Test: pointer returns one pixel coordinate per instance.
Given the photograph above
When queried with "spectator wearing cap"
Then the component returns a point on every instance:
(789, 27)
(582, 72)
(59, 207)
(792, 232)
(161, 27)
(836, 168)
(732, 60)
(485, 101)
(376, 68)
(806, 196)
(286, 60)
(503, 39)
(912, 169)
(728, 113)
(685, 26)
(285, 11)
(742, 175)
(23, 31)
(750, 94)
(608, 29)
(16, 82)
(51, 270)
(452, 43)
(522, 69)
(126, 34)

Task to carry out:
Lay out the lines above as a numbered list, leaving out any blank lines.

The reply:
1. Test: pointer returns one pixel coordinate per instance.
2. Given the photograph above
3. When queried with "spectator wearing cap"
4. Then the component returns a point on every instance:
5. (789, 27)
6. (582, 72)
7. (59, 207)
8. (792, 232)
9. (161, 27)
10. (836, 168)
11. (732, 60)
12. (485, 101)
13. (376, 68)
14. (806, 196)
15. (286, 60)
16. (503, 39)
17. (912, 169)
18. (728, 113)
19. (685, 26)
20. (285, 11)
21. (742, 175)
22. (23, 31)
23. (750, 94)
24. (608, 29)
25. (16, 82)
26. (51, 270)
27. (452, 43)
28. (522, 69)
29. (126, 34)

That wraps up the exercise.